Your goal: Pick up the LaTeX project handout on image matrix completion after its last sentence and continue writing it.

\documentclass[11pt,onecolumn]{article}
\usepackage{amssymb, amsmath, amsthm,graphicx, paralist,algpseudocode,algorithm,cancel,url,color}
\usepackage{sectsty}
\usepackage{fancyvrb}
\usepackage{mathrsfs}
\usepackage{multirow}
\usepackage{hhline}
\usepackage{booktabs}
\usepackage[table]{xcolor}
\usepackage{tikz}
\usepackage{listings}
\usepackage{enumitem}
\newcommand{\bvec}[1]{\mathbf{#1}}
\newcommand{\R}{\mathbb{R}}
\newcommand{\calO}{\mathcal{O}}
\DeclareMathOperator{\Tr}{Tr}
\DeclareMathOperator{\argmin}{argmin}
\DeclareMathOperator{\trace}{trace}
\DeclareMathOperator{\diag}{diag}
\sectionfont{\Large\sc}
\subsectionfont{\sc}
\usepackage[margin=1 in]{geometry}
\begin{document}
\noindent
\textsc{\Large CS 4220 / MATH 4260: Project 1}\\
Instructor: Anil Damle\\
Due: March 7, 2018\\
\subsection*{Policies}
For this project, each individual will be turning in their own write up and code. However, you may work in groups of up to three on the project, this includes helping each other write and debug code, and reading and editing each others reports. This is a bit beyond the level of collaboration allowed on the HW. Within a group you can look at ``solutions'' and discuss them in detail. However, you cannot simply copy each others. Furthermore, please list your collaborators (if any) in your project report. Part of the purpose of this project is to provide you with an opportunity to practice writing more free form reports and carefully choosing what plots, results, etc. are needed to convince us your solution is correct. Therefore, some of the goals are leading, but do not give a concrete list of exactly what has to be included. Please submit your code along with the report via CMS.\\
\hrule
\subsection*{Preamble}
For this project, we are going to work with images, and a simple form of so-called matrix completion. One note up front, we have picked an application (this type of algorithms has broad ranging applications beyond imaging) and algorithms that you have all of the tools to complete. The state of the art in this field involves more complicated algorithms, and for images in particular there are modifications that can be made to improve the results. If you are curious about this area I would be happy to chat more about it.

Dataset:
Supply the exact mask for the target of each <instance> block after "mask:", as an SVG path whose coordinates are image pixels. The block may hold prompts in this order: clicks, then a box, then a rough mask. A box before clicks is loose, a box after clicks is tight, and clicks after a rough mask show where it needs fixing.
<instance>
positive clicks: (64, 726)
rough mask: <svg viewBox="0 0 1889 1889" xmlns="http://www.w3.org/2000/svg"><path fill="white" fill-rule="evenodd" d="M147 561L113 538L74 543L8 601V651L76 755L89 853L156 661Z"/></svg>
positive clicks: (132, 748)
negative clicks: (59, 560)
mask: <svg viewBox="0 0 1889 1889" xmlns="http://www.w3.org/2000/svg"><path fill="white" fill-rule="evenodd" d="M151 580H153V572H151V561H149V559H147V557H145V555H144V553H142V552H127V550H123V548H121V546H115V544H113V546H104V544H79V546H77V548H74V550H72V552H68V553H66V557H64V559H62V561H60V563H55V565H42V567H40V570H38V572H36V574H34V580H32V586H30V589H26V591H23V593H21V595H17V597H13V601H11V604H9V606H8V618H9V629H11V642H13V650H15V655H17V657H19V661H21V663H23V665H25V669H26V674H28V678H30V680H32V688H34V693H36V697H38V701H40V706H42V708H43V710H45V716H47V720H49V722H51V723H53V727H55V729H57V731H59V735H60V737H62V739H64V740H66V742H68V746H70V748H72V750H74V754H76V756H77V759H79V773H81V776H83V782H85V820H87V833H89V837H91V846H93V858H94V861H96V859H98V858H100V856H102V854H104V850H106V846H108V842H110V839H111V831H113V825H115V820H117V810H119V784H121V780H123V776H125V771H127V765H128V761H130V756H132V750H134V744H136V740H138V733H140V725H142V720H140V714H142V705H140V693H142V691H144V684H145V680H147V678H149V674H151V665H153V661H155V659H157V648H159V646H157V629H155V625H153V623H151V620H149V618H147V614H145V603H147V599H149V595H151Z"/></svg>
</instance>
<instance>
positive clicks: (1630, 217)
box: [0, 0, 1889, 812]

Answer section:
For the purposes of this project, all of the images we will work with are gray-scale and are represented as matrices with real valued entries between 0 and 1 (0 for black and 1 for white). So, an image that is $n_1 \times n_2$ pixels will be represented by an $n_1 \times n_2$ matrix. These techniques can be expanded to deal with color images, but here we will focus on the linear algebra. When producing plots/images (\emph{e.g.} with the ``imagesc'' command in Matlab) you may want to set the color space to gray so that it looks as you would expect. In Matlab this can be accomplished via the command ``colorspace gray''.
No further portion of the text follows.